--- Begin Extracted entries ---

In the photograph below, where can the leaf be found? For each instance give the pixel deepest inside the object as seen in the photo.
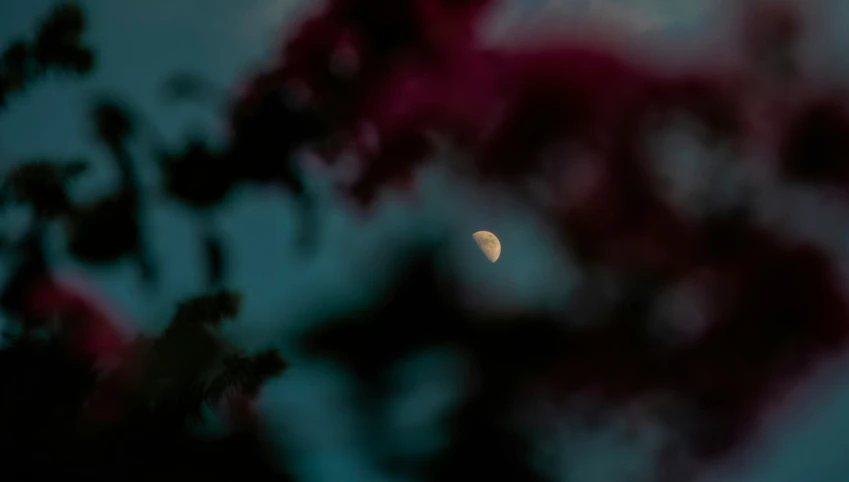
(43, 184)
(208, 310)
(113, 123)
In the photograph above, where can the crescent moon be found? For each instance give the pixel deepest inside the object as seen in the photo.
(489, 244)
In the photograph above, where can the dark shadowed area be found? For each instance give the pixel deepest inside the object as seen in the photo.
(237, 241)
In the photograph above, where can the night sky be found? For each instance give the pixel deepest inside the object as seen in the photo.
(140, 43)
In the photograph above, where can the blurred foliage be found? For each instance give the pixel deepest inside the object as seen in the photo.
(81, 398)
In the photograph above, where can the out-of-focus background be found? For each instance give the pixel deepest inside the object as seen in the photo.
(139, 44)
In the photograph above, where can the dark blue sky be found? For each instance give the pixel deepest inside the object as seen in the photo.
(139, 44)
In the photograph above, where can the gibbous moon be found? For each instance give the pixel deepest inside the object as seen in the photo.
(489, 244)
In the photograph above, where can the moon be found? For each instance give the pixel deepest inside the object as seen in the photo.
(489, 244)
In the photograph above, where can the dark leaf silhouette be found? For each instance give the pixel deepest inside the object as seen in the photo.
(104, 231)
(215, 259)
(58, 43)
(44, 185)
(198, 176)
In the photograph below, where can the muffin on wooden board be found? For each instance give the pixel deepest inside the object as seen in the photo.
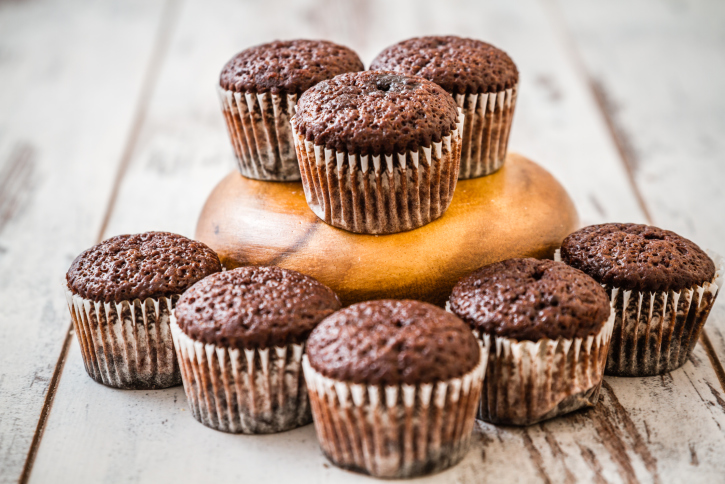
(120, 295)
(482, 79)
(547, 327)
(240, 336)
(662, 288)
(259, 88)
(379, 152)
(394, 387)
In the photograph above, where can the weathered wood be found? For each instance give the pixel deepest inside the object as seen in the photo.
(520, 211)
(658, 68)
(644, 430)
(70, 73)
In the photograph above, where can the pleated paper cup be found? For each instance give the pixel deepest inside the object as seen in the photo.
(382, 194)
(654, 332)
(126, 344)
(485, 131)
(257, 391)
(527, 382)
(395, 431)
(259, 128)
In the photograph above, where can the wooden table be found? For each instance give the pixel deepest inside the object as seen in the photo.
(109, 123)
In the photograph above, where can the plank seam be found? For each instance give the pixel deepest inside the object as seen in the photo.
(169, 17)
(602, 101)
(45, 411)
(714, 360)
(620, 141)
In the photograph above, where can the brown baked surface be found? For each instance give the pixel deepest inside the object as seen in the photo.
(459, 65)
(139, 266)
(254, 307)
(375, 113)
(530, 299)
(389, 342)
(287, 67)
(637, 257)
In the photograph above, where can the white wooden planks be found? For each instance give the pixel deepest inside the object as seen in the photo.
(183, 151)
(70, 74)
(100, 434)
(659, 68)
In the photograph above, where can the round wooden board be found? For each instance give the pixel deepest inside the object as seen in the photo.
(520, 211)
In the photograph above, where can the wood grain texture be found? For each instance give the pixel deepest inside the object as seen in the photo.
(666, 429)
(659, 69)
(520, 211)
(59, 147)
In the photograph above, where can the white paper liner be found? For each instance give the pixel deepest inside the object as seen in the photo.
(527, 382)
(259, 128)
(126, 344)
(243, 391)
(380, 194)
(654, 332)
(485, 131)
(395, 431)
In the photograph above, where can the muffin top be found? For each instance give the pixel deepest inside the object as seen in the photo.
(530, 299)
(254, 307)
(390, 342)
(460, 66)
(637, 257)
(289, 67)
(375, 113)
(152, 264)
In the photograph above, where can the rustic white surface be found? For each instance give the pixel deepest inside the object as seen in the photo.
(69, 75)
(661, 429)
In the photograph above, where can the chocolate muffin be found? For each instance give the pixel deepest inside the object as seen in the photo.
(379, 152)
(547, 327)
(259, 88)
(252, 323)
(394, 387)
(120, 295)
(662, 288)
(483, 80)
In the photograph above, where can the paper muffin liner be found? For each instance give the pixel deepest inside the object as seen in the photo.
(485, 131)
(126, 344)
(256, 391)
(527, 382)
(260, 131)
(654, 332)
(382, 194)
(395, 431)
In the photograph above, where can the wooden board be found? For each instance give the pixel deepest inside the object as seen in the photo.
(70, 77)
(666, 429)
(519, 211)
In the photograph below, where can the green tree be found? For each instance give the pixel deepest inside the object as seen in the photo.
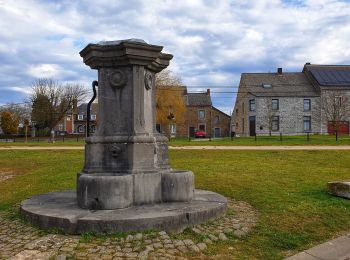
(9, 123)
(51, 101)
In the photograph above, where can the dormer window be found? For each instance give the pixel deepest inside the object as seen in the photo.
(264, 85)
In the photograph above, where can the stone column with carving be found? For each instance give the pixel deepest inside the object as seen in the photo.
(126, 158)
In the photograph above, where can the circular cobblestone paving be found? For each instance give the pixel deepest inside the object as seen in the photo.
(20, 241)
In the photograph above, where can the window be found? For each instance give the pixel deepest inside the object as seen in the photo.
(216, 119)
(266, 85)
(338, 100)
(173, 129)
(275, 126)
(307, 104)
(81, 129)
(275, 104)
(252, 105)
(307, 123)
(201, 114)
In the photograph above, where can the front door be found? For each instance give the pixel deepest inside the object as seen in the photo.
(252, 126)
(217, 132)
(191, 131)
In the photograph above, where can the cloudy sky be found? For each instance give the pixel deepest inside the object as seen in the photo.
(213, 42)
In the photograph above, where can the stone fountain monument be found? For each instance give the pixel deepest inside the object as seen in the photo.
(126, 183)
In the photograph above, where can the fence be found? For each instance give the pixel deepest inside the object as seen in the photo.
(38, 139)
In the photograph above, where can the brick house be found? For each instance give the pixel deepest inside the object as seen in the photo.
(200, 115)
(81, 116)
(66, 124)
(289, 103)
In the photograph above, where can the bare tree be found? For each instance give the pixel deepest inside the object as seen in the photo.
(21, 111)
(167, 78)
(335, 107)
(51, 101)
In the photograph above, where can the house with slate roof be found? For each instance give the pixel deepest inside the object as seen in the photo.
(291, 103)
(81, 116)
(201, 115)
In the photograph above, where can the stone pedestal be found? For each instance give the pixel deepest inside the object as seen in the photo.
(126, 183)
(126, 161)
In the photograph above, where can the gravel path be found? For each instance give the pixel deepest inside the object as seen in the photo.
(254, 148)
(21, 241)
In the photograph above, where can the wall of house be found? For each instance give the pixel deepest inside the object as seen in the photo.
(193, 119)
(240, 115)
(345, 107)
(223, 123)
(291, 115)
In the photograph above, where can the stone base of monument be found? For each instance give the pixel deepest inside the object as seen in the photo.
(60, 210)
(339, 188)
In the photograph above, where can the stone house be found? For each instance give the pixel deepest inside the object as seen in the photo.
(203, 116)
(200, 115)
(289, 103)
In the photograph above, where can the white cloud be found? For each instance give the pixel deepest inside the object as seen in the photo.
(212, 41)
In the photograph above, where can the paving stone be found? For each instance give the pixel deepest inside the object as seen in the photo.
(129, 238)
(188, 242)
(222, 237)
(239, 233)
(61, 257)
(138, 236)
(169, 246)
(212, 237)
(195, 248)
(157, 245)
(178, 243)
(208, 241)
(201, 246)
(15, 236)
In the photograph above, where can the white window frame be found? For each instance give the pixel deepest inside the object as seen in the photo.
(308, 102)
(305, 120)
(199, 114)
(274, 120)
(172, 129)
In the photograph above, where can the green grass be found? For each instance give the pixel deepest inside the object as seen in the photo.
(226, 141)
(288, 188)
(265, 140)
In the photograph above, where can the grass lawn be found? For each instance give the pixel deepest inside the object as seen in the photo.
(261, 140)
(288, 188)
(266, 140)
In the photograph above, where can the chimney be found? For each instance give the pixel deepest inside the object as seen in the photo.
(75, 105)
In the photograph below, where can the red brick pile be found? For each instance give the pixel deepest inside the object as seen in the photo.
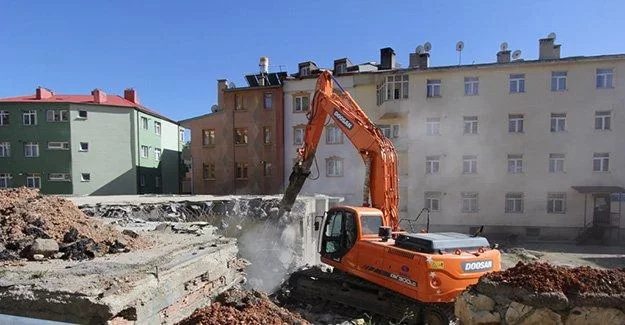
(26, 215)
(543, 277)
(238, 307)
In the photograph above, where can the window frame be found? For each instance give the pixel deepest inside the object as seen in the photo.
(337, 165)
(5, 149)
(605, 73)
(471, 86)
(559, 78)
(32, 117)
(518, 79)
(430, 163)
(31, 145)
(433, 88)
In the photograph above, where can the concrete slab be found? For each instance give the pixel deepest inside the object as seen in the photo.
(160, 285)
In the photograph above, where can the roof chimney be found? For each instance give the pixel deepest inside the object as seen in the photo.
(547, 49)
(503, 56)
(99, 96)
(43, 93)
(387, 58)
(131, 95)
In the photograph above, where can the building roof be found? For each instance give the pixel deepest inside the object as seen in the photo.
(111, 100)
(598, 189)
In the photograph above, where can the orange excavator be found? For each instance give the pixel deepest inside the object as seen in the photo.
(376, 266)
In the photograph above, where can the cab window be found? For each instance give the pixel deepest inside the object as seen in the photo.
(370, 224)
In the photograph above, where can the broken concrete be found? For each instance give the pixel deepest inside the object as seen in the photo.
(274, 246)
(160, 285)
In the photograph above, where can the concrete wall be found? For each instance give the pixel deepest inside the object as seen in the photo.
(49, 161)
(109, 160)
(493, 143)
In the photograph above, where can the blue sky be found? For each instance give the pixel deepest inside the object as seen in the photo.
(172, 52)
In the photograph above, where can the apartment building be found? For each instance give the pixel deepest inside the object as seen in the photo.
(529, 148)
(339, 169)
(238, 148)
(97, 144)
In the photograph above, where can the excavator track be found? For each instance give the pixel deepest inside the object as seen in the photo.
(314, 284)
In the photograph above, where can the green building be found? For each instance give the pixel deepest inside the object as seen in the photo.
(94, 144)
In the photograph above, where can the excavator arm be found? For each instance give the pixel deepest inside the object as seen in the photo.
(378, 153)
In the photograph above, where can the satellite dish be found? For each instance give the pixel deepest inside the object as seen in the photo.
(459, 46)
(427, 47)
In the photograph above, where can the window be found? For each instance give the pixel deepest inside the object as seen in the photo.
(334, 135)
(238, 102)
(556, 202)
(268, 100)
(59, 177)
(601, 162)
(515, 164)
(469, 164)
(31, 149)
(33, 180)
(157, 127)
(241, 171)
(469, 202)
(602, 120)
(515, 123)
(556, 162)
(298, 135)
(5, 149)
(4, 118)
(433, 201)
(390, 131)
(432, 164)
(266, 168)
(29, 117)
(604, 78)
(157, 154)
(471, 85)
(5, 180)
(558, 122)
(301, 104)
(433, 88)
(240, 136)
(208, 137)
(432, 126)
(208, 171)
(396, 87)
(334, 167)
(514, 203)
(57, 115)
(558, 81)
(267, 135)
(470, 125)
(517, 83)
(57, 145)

--- End Extracted entries ---

• [Problem statement]
Go back to the data above and please quote exactly, and only, the lines from the line with "In the photograph above, where can the green building" through its last line.

• [The result]
In the photograph above, where can the green building be found? For each instance give the pixel deepest inside the object as seen in the photo.
(94, 144)
In the photograph above, where can the excavator arm be found? For each instance give the pixel deepest inside the object as seen in the photo.
(378, 153)
In the photograph above, where can the satellite dish be found? For each instance give the pixel deepest inside the object as seen in the photo.
(459, 46)
(427, 47)
In the photograph above, where can the window be found? For each instance give the pixel deepest inside the object as seen in the photo.
(334, 135)
(238, 102)
(556, 202)
(268, 100)
(59, 177)
(601, 162)
(515, 164)
(469, 164)
(31, 149)
(33, 180)
(157, 127)
(241, 171)
(469, 202)
(602, 120)
(515, 123)
(556, 162)
(298, 135)
(5, 149)
(4, 118)
(433, 201)
(390, 131)
(432, 164)
(266, 168)
(29, 117)
(604, 78)
(157, 154)
(471, 85)
(5, 180)
(558, 122)
(301, 104)
(433, 88)
(240, 136)
(208, 137)
(432, 126)
(208, 171)
(396, 87)
(334, 167)
(514, 203)
(57, 115)
(558, 81)
(267, 135)
(470, 125)
(517, 83)
(57, 145)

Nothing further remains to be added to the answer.